> What is needed
Look through the listing below and copy out every line that contains the word "round". Uppercase and lowercase count as different.

> Stored data
══════
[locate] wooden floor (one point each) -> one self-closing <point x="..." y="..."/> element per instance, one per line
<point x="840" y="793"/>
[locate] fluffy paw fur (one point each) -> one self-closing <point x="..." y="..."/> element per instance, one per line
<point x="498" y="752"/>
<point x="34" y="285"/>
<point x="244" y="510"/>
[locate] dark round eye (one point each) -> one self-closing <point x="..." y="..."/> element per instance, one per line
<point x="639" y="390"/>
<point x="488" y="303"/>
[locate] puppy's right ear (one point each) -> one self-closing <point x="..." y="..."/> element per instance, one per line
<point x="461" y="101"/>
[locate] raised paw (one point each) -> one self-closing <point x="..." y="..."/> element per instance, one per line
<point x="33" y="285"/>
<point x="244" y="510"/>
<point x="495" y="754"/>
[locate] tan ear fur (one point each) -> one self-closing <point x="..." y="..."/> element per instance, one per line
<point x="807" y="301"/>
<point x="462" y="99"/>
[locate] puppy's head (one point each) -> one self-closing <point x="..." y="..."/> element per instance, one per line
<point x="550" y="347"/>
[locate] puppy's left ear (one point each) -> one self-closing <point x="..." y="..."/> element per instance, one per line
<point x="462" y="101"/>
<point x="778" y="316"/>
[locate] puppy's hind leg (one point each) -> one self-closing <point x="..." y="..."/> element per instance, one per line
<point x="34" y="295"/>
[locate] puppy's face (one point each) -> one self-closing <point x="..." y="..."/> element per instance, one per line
══════
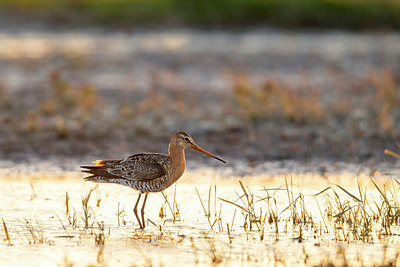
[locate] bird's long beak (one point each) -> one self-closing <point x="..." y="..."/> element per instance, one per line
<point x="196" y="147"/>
══════
> Full response
[locate] dark round eye (one point each) -> one self-closing <point x="..." y="..."/> element per instance, one per line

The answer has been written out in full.